#### [Material shown]
★ ★ ★ ★ ★
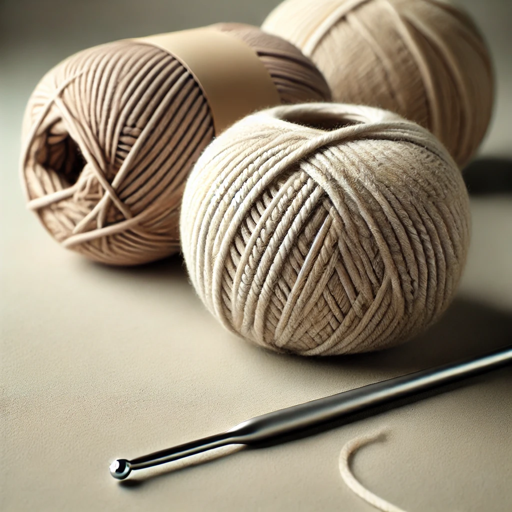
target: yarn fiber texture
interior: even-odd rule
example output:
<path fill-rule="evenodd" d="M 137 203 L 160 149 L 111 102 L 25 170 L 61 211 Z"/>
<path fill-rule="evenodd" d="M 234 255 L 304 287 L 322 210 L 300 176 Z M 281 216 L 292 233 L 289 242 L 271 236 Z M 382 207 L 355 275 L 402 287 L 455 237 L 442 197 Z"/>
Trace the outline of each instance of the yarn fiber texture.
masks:
<path fill-rule="evenodd" d="M 490 57 L 475 24 L 443 0 L 286 0 L 262 28 L 301 48 L 335 101 L 396 112 L 463 166 L 487 130 Z"/>
<path fill-rule="evenodd" d="M 259 56 L 283 103 L 330 99 L 321 73 L 290 43 L 250 26 L 215 26 Z M 64 247 L 104 263 L 176 252 L 185 181 L 214 137 L 207 99 L 164 50 L 121 40 L 50 71 L 24 123 L 29 207 Z"/>
<path fill-rule="evenodd" d="M 439 317 L 470 239 L 461 173 L 430 132 L 370 107 L 245 118 L 208 146 L 180 220 L 190 280 L 230 330 L 278 352 L 391 347 Z"/>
★ ★ ★ ★ ★
#### [Directive]
Rewrite all of the lines above as a numbered list, skipping any blank lines. Leave out the pictures.

#### [Result below]
1. target: yarn fiber texture
2. interior: even-odd rule
3. example output:
4. <path fill-rule="evenodd" d="M 137 203 L 160 149 L 111 102 L 25 170 L 61 211 Z"/>
5. <path fill-rule="evenodd" d="M 234 255 L 304 287 L 322 210 L 300 176 Z M 281 216 L 292 233 L 289 242 L 271 236 Z M 382 207 L 355 275 L 402 287 L 455 237 L 442 197 Z"/>
6. Trace the outline of each instance of the yarn fiber texture.
7. masks:
8. <path fill-rule="evenodd" d="M 490 57 L 475 24 L 443 0 L 286 0 L 262 28 L 301 48 L 335 101 L 396 112 L 463 166 L 487 130 Z"/>
9. <path fill-rule="evenodd" d="M 259 56 L 283 103 L 330 99 L 321 73 L 290 43 L 250 26 L 215 26 Z M 64 247 L 104 263 L 176 252 L 185 181 L 214 137 L 207 99 L 164 50 L 121 40 L 50 71 L 24 123 L 29 207 Z"/>
10. <path fill-rule="evenodd" d="M 439 317 L 470 239 L 461 173 L 430 132 L 370 107 L 245 118 L 208 146 L 180 220 L 190 280 L 230 330 L 278 352 L 391 347 Z"/>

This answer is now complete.